Problem statement >> Search the data for the string "woman" and copy each line in which it appears.
___ Dataset records
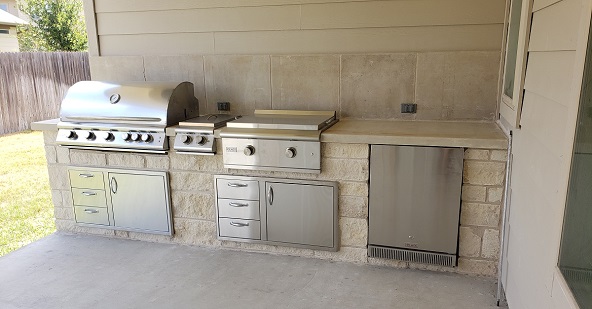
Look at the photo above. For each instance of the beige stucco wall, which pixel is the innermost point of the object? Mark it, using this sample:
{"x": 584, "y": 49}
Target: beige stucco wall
{"x": 360, "y": 58}
{"x": 542, "y": 154}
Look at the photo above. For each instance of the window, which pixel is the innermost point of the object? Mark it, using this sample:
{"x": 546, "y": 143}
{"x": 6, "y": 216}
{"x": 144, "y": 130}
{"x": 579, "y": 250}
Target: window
{"x": 519, "y": 19}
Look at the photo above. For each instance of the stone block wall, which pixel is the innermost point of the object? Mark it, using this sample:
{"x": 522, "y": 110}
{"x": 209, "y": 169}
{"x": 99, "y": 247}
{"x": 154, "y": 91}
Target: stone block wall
{"x": 193, "y": 207}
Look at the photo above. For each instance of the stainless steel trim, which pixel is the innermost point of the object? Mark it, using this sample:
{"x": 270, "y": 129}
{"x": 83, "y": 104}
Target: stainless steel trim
{"x": 270, "y": 195}
{"x": 271, "y": 168}
{"x": 287, "y": 112}
{"x": 113, "y": 185}
{"x": 286, "y": 120}
{"x": 289, "y": 135}
{"x": 412, "y": 256}
{"x": 117, "y": 149}
{"x": 235, "y": 204}
{"x": 238, "y": 224}
{"x": 115, "y": 119}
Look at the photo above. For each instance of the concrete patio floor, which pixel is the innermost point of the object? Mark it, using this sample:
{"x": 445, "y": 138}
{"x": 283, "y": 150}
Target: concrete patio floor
{"x": 81, "y": 271}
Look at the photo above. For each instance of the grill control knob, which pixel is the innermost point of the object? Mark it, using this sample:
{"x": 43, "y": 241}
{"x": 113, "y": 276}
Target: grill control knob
{"x": 126, "y": 136}
{"x": 90, "y": 135}
{"x": 72, "y": 135}
{"x": 186, "y": 139}
{"x": 147, "y": 138}
{"x": 249, "y": 150}
{"x": 108, "y": 136}
{"x": 290, "y": 152}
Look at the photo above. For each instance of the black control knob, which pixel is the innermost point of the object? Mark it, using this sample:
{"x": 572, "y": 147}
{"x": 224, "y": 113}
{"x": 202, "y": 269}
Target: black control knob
{"x": 108, "y": 136}
{"x": 201, "y": 140}
{"x": 72, "y": 135}
{"x": 186, "y": 139}
{"x": 126, "y": 136}
{"x": 147, "y": 138}
{"x": 290, "y": 152}
{"x": 90, "y": 135}
{"x": 249, "y": 150}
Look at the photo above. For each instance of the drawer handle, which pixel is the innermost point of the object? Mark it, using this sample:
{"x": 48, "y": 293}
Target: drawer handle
{"x": 235, "y": 204}
{"x": 238, "y": 224}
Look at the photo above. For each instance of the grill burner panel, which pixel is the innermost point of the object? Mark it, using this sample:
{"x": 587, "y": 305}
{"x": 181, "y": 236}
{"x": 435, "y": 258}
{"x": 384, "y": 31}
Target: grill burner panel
{"x": 277, "y": 140}
{"x": 123, "y": 116}
{"x": 196, "y": 135}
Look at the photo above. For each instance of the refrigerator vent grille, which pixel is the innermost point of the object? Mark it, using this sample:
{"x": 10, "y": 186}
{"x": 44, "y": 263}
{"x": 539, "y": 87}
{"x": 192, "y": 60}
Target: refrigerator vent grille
{"x": 412, "y": 256}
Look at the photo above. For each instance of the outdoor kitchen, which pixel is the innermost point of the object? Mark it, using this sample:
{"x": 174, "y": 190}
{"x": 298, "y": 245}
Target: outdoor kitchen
{"x": 304, "y": 154}
{"x": 139, "y": 160}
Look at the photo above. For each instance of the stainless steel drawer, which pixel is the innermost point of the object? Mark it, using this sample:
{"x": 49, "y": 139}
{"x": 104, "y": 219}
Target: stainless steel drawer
{"x": 249, "y": 229}
{"x": 92, "y": 215}
{"x": 230, "y": 208}
{"x": 89, "y": 197}
{"x": 86, "y": 179}
{"x": 238, "y": 189}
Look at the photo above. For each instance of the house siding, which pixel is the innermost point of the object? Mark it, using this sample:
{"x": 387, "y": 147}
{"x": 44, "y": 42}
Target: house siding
{"x": 296, "y": 27}
{"x": 542, "y": 154}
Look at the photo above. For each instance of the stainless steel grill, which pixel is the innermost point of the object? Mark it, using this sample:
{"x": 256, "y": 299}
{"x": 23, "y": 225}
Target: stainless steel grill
{"x": 124, "y": 116}
{"x": 277, "y": 140}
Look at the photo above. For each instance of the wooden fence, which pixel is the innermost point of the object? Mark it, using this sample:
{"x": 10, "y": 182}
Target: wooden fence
{"x": 32, "y": 86}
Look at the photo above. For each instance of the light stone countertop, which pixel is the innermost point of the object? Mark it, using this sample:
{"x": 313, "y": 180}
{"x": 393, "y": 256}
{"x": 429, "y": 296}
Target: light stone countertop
{"x": 468, "y": 134}
{"x": 418, "y": 133}
{"x": 45, "y": 125}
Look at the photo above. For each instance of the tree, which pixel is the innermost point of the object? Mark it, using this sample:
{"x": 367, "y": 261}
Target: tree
{"x": 55, "y": 25}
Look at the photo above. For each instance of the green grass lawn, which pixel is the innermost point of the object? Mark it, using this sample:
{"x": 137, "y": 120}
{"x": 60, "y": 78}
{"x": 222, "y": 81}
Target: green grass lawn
{"x": 26, "y": 209}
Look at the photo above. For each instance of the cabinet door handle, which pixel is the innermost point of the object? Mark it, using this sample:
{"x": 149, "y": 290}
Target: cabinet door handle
{"x": 270, "y": 195}
{"x": 113, "y": 185}
{"x": 235, "y": 204}
{"x": 238, "y": 224}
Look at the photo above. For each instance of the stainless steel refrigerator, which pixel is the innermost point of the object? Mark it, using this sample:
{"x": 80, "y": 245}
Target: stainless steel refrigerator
{"x": 414, "y": 204}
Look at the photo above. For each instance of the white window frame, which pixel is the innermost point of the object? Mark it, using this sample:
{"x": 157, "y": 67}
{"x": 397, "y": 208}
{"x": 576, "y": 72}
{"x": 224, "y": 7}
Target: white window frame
{"x": 511, "y": 108}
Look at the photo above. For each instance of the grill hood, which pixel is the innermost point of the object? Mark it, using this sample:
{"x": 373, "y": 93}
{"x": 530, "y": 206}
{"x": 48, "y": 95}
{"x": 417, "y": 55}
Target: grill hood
{"x": 146, "y": 104}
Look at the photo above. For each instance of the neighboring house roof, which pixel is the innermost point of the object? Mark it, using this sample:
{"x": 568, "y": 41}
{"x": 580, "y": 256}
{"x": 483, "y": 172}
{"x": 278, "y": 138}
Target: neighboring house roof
{"x": 10, "y": 20}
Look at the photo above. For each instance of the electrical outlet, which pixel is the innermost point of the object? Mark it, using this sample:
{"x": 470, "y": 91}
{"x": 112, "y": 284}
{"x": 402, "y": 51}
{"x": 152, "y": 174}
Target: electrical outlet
{"x": 408, "y": 108}
{"x": 223, "y": 106}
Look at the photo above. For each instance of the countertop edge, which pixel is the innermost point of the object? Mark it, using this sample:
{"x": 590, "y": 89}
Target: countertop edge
{"x": 352, "y": 138}
{"x": 45, "y": 125}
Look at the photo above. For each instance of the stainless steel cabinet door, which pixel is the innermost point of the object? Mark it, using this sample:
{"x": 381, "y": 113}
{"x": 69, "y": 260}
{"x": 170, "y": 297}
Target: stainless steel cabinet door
{"x": 415, "y": 197}
{"x": 300, "y": 214}
{"x": 139, "y": 201}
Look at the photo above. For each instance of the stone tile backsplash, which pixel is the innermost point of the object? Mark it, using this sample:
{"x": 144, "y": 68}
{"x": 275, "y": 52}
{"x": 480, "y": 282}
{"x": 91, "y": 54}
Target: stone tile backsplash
{"x": 459, "y": 85}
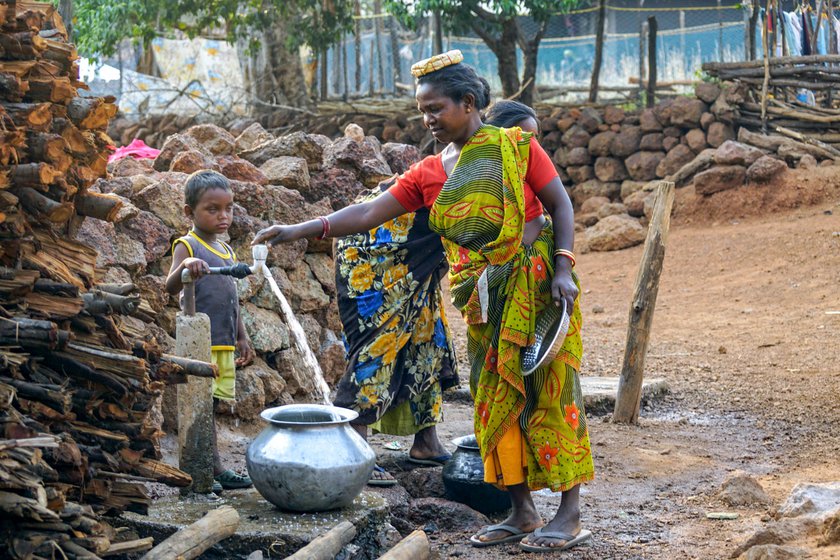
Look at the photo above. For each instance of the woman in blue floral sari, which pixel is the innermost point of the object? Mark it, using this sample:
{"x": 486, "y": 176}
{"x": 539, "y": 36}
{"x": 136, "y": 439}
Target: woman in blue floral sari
______
Answer for the task >>
Look at the photo above. For each instance of the woman in blue floral sari, which pixel is the innermost point of the object? Mark it, using this sample:
Target: woman in blue floral sari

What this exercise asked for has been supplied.